◆ **Work required**:
Rewrite the records, starting at the line that contains "Object class to annotate: white cloud" and ending with the line that contains "[0, 0, 133, 29]". Swap "stone wall" for "brick wall" and leave everything else unchanged.

◆ **Exercise input**:
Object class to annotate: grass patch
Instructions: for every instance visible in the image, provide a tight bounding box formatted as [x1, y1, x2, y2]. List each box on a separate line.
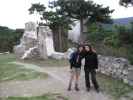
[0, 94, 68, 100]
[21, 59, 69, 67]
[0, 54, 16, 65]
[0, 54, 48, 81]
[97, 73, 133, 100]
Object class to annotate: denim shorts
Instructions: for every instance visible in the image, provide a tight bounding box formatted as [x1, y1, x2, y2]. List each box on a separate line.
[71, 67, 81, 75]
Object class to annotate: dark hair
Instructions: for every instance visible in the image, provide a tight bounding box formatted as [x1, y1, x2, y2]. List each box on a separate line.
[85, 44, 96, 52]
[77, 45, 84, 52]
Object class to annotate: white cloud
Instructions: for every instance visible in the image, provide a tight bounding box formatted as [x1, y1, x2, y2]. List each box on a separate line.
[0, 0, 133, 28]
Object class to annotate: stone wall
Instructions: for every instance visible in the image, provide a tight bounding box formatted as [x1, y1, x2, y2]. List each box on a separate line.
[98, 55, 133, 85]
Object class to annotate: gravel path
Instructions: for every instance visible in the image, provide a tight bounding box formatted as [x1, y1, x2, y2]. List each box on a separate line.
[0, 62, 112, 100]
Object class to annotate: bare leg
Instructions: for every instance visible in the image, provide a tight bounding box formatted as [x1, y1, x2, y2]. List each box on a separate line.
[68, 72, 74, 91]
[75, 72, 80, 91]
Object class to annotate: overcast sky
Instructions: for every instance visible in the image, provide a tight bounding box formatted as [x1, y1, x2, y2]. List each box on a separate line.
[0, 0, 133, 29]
--
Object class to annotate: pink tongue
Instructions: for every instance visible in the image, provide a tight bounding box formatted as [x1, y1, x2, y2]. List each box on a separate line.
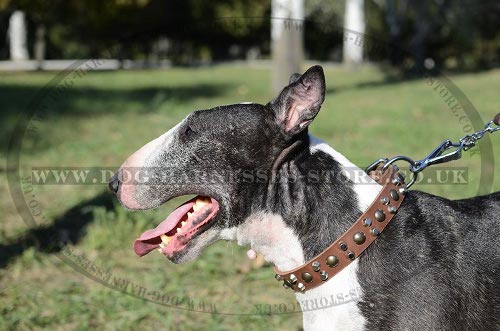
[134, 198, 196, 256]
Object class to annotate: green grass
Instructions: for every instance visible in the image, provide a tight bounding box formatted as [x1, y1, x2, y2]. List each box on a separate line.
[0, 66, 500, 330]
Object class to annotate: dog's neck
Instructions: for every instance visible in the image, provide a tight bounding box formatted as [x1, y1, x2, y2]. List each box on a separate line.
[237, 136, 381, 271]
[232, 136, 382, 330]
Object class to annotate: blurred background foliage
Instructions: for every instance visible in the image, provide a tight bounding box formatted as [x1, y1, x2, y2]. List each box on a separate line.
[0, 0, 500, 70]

◆ **Correct result**:
Object class to annotate: white cloud
Instructions: for every instance visible in the image, provide a tight bounding box formatted as [x1, y1, x2, y2]. List each box on a separate line.
[0, 0, 133, 28]
Object class to annotate: brick wall
Instructions: for every instance visible in the image, provide a tight bounding box formatted as [x1, y1, x2, y2]. List each box on a separate line.
[98, 55, 133, 85]
Object class to annotate: gravel path
Instructions: for every instance visible in the image, provide a tight bounding box formatted as [x1, y1, x2, y2]. List each box on a separate line.
[0, 62, 112, 100]
Object class to annotate: bare leg
Instructions: for every instance visible in the image, provide a tight bounding box formatted as [x1, y1, x2, y2]. List each box on a separate line.
[68, 72, 74, 91]
[75, 72, 80, 91]
Object class to annotate: overcast sky
Instructions: for every instance visible in the image, provide a tight bounding box formatted as [x1, y1, x2, y2]. List each box on a separate line.
[0, 0, 133, 29]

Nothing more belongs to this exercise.